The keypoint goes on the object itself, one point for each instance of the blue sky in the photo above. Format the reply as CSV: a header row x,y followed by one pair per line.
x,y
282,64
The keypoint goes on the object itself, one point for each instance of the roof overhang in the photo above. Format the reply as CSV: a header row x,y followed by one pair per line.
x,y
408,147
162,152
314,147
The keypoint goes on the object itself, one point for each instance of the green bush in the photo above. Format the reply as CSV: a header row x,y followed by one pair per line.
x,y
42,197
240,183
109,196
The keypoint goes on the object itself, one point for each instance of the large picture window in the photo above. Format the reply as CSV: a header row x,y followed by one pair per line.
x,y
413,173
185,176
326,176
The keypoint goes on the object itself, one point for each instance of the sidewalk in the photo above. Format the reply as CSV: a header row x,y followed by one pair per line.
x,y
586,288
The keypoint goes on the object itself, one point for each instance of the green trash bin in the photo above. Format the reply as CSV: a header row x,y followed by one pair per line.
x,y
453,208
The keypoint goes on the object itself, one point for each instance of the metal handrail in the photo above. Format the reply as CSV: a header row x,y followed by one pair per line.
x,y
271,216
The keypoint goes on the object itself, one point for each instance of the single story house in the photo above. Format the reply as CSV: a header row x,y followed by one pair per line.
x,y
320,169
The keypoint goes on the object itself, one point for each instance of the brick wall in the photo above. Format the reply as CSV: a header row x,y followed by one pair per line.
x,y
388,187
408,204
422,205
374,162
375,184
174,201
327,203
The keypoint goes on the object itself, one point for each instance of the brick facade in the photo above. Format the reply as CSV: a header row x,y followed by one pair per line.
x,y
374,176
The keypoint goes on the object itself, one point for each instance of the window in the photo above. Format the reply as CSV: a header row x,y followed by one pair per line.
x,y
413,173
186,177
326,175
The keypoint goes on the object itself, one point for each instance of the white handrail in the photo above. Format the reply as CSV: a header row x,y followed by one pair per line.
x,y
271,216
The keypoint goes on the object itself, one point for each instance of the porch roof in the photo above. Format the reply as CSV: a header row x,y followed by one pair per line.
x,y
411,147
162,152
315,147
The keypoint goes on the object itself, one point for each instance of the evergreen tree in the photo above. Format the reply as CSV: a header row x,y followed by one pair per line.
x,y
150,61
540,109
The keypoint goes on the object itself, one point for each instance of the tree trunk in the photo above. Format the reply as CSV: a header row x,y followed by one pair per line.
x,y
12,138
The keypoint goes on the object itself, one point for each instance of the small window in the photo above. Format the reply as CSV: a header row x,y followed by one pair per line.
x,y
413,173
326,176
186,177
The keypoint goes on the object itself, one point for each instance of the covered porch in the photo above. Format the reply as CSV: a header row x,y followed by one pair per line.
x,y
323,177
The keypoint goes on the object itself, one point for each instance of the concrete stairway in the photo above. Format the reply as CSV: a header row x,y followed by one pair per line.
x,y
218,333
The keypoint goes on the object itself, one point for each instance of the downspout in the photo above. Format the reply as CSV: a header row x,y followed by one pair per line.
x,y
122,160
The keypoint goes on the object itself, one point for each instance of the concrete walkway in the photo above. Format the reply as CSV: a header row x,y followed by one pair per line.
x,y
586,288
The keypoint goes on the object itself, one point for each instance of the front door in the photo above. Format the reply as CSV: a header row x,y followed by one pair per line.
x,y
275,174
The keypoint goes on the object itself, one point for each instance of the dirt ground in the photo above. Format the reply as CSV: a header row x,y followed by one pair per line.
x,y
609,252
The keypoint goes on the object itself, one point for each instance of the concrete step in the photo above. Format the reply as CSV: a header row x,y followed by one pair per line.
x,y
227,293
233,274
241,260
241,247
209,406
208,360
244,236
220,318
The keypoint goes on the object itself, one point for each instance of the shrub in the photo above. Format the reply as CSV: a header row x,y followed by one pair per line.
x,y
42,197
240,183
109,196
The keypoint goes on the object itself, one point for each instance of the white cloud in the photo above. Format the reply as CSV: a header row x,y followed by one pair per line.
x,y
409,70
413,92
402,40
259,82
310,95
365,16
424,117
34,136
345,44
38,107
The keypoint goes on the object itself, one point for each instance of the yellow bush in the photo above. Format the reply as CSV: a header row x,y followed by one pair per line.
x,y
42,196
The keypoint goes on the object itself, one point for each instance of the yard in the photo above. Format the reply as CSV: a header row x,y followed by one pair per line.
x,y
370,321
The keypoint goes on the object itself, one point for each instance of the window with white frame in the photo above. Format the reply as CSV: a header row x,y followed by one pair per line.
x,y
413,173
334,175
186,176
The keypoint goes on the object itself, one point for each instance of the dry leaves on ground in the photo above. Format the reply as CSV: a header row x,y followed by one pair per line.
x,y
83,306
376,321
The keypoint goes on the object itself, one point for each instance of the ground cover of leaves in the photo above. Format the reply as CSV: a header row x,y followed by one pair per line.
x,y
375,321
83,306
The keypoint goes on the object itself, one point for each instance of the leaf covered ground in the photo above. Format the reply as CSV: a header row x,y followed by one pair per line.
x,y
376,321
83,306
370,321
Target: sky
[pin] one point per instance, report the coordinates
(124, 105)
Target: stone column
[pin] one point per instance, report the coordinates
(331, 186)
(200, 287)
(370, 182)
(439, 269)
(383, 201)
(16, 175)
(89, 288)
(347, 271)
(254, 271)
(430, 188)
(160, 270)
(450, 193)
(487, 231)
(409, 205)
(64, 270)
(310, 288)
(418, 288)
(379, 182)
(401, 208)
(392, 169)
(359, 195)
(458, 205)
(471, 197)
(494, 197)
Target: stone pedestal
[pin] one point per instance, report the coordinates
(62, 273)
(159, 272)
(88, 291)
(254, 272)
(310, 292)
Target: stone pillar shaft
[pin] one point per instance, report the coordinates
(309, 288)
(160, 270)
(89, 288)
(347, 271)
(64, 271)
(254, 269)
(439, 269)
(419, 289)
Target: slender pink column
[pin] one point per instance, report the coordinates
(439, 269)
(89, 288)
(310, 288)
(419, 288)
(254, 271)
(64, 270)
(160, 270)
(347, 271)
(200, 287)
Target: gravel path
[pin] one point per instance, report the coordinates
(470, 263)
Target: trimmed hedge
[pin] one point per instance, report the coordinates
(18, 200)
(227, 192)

TASK REQUIREMENTS:
Everything in the material above is to be copied exactly.

TASK RESULT:
The keypoint goes on the object itself, one point for each instance of the blue sky in the photo above. Format the reply as CSV: a header row x,y followed by one pair per line.
x,y
282,64
The keypoint goes on the object itself, one point for each instance of the roof overhang in the photo above. Format the reply as CSV: a header row x,y followed by one pair per line.
x,y
408,147
162,152
314,147
The keypoint goes on the object itself, one point for each instance of the green bush in the photo above. Format the reply as CSV: a header row x,y followed by one pair per line.
x,y
42,197
240,183
109,196
The keypoint goes on the object itself, one point for each instance of the large picture window in the photo above. Format the reply as CSV: a header row x,y followed by one pair per line.
x,y
413,173
185,176
326,176
The keypoint goes on the object itself, one point for each instance of the sidewalk in the photo above. Format the reply as CSV: a header row x,y followed by one pair per line.
x,y
586,288
The keypoint goes on the object itself, one point for each instance of the green trash bin in the photo above. Format the reply as CSV: a header row x,y followed by one pair per line.
x,y
453,208
The keypoint goes on the object itself, one point for each instance of the metal handrail in the photo above. Format the reply as CSV: a header row x,y followed by one pair per line.
x,y
271,216
The keypoint goes on the object itself, one point for each instance of the single story house in the photo above. Format the reply as CSV: a header row x,y followed by one pair per line.
x,y
320,169
The keypoint goes on the object itself, one point for each instance of the brick wall in the photo above. Format the reply as CSV: a header row x,y followed by one pair per line.
x,y
388,187
408,204
422,205
374,162
375,184
174,201
327,203
The keypoint goes on the object itself, one point for each instance of the brick facade in the photo above. Format the reply as CSV: a header row x,y followed by one pair per line.
x,y
374,176
The keypoint goes on the object itself, one point for each instance of the window in the photo above. Format the reply as CSV: a header row x,y followed by one pair per line.
x,y
413,173
186,177
326,175
The keypoint goes on the object itself, one point for each instance of the white handrail in the photo above. Format the reply as CSV: a header row x,y followed by one pair per line.
x,y
271,216
The keypoint goes on the object itself, one point for each instance of the porch roof in the photo above. Format the reply as CSV: a header row x,y followed by one pair per line.
x,y
411,147
162,152
315,147
The keypoint goes on the object itself, one point for each instance of the evergreen tree in the photo above. Format the reply as CSV: a header row x,y followed by one pair per line.
x,y
150,61
540,109
The keypoint goes on the object itself, one point for each instance of the tree trunk in the photo above. Format the reply as CSV: a header row x,y followed by one pair per line.
x,y
12,138
The keypoint goes on the object itself, one point for each instance of the small window in the photo above. Format the reply as CSV: a header row x,y followed by one pair per line.
x,y
413,173
326,176
186,177
The keypoint goes on the object itself, one point for each instance of the covered porch in the photo above. Format the reply as CSV: a header row x,y followed by one pair per line.
x,y
323,177
The keypoint goes on the object itself, one point for each instance of the concrete stairway in the photo above. Format the reply as CSV: a header row x,y followed by one pair per line.
x,y
218,333
The keypoint goes on the object itself, one point for each instance of the downspout in the photo above. Format the reply as CSV: a header row x,y followed by one pair per line.
x,y
122,160
The keypoint goes on the object itself, one point for each instance of the concrete walkway in the photo above. Format the reply as CSV: a header row x,y followed by one pair per line.
x,y
586,288
The keypoint goes on the object itself, one point for each instance of the front door in the photo above. Format the reply as CSV: a header row x,y followed by one pair per line.
x,y
275,174
The keypoint goes on the object itself, one point for each instance of the dirt ground in the photo above. Format the reply as CSV: a header row x,y followed by one pair per line.
x,y
609,252
The keypoint goes on the object itself, one point for each instance of the concrete step in the photo above. Format the reply as CSV: a header row x,y followed by one pair per line.
x,y
227,293
233,274
241,260
241,247
209,406
208,360
244,236
220,318
The keypoint goes on the object itself, one point for each instance of the shrub in the photo above. Format the reply as CSV: a header row x,y followed by one pair per line.
x,y
42,197
240,183
109,196
The keypoint goes on the object itself, one point for each instance of the white cloud in the photo above. Format the reply as CSV: a header row x,y followed by one pair per line.
x,y
409,70
413,92
402,40
259,82
310,95
365,16
424,117
34,136
345,44
38,107
The keypoint goes on the object itself, one point for each instance of the yellow bush in the photo above. Format the reply as CSV: a header row x,y followed by one pair per line.
x,y
42,196
The keypoint goes on the object itself, one point for each instance of the yard in the photo above. Format the reply as CSV: a header row x,y followed by one pair per line.
x,y
370,321
The keypoint goes on the object itself, one point for each instance of the window with white frame in the photo above. Format the reply as CSV: a header row x,y followed by one pair per line.
x,y
413,173
334,175
186,176
The keypoint goes on the object itself, one point for each instance of the dry leaves on ground in the photo above. Format the reply as CSV: a header row x,y followed by one pair per line.
x,y
83,306
376,321
The keypoint goes on the object itself, one point for each instance of the ground cover of leaves in the photo above. Format the reply as CSV: a header row x,y followed by one pair per line.
x,y
375,321
83,306
The keypoint goes on the object itself, one point for each instance of the leaf covered ground in the photo above. Format the reply as CSV: a header row x,y followed by one pair per line.
x,y
376,321
83,306
370,321
Target: sky
[pin] one point per instance, report the coordinates
(124, 105)
Target: stone column
[pin] one point per instance, report the coordinates
(331, 186)
(200, 287)
(370, 182)
(439, 269)
(383, 201)
(16, 175)
(89, 288)
(347, 271)
(254, 271)
(430, 188)
(160, 270)
(450, 193)
(487, 231)
(409, 205)
(64, 270)
(310, 288)
(418, 288)
(379, 182)
(401, 208)
(392, 169)
(359, 195)
(458, 205)
(471, 197)
(494, 197)
Target: stone pedestal
[pin] one point per instance, report the coordinates
(62, 273)
(159, 272)
(88, 291)
(254, 272)
(310, 292)
Target: stone pillar shaft
[pin] one point per instance, report the coordinates
(309, 288)
(160, 270)
(89, 288)
(347, 271)
(64, 271)
(254, 269)
(439, 269)
(419, 289)
Target: slender pink column
[pin] one point per instance, report the coordinates
(439, 269)
(89, 288)
(310, 288)
(419, 288)
(254, 271)
(64, 270)
(160, 270)
(347, 271)
(200, 287)
Target: gravel path
[pin] one point per instance, report the coordinates
(470, 263)
Target: trimmed hedge
[pin] one point per instance, report the coordinates
(18, 200)
(227, 192)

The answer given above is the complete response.